Alıntı —
====

• Sonuç bulunamadı

BÖLÜM II : KURAMSAL ÇERÇEVE

2.4. İŞBİRLİKLİ ÖĞRENME

İşbirliği (collaboration) kelimesi bir amacı geçekleştirmek için bir arada çalışmak olarak tanımlanmaktadır. İşbirliği kelimesinin eğitsel bağlamda kullanımı üstünde farklı görüşler olsa da çalışma kapsamında ortak noktalar açıklanmaya çalışılmıştır. Dillenbourg (1999:1) işbirlikli öğrenmeyi “iki ya da daha fazla bireyin birlikte bir şeyi öğrenmesi ya da öğrenmeye çalışması” olarak tanımlamaktadır. Gokhale (1995) ise farklı performans düzeylerine sahip öğrenenlerin küçük gruplar halinde ortak bir amacı gerçekleştirmek için çalıştığı bir öğretim metodu olarak tanımlamıştır.

İşbirlikli öğrenme, Yıldız (1999) tarafından, “Aktif öğrenme yöntemlerinin temelindeki konuşma, dinleme, yazma ve yansımanın kullanıldığı, bilişsel ve duyuşsal öğrenme ürünleri üzerinde olumlu etkileri kanıtlanmış işbirliği becerilerinin ön plana çıktığı temelinde sosyal etkileşim olan, öğrencilerin ihtiyaçlarına cevap verebilen, zihinsel yeteneklerini kullanmasını sağlayan, kendi öğrenmesi ile ilgili kararlar almasına olanak veren, bir öğretim yöntemi” olarak tanımlanmıştır. Daha sade bir deyişle işbirlikli öğrenme grupla öğrenme ve grup biçiminde çalışma şeklidir. Bir sınıfın öğrencilerini gruplara ayırmakla grup çalışması yapılmış sayılmaz, çünkü buradaki “grup” terimi temas halinde bulunan birçok insanın birbirlerini etkiledikleri ortama işaret etmektedir(Sünbül, 2011:225).

====

Yazılı yönerge 1 — İşbirlikli öğrenme üzerine alıntıda Dillenbourg (1999:1) işbirlikli öğrenmeyi nasıl tanımlıyor?

====

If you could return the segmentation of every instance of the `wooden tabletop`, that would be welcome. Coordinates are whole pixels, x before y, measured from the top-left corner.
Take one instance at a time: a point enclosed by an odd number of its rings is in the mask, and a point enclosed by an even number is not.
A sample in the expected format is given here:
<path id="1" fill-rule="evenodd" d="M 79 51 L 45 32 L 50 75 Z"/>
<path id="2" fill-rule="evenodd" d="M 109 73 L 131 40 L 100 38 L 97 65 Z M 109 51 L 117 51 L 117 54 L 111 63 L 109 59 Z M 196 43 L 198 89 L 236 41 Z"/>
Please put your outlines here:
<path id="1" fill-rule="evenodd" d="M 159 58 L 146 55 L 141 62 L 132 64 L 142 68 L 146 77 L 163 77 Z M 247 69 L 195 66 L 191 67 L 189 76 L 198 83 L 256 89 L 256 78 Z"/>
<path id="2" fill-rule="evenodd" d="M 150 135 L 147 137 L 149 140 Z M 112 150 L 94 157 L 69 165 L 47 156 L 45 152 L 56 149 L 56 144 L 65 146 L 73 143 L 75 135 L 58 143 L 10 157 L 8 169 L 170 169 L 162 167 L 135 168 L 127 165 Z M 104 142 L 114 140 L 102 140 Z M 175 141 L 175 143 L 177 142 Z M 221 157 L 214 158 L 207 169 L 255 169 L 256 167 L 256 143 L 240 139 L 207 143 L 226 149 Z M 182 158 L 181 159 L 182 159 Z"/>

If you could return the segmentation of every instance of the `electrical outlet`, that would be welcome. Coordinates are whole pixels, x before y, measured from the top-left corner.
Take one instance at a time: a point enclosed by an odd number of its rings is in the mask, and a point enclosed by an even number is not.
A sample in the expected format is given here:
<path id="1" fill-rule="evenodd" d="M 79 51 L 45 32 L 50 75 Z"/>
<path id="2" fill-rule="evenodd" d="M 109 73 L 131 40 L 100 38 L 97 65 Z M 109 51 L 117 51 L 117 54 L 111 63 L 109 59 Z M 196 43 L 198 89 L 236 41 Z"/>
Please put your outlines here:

====

Yazılı yönerge 2 — Kayıtları süzerek "left" dizesini içeren her satırı değiştirmeden kopyalayın.

Örnek cevap 1 — İki ya da daha fazla bireyin birlikte bir şeyi öğrenmesi ya da öğrenmeye çalışması olarak tanımlıyor.

Örnek cevap 2 —
If you could return the segmentation of every instance of the `wooden tabletop`, that would be welcome. Coordinates are whole pixels, x before y, measured from the top-left corner.
If you could return the segmentation of every instance of the `electrical outlet`, that would be welcome. Coordinates are whole pixels, x before y, measured from the top-left corner.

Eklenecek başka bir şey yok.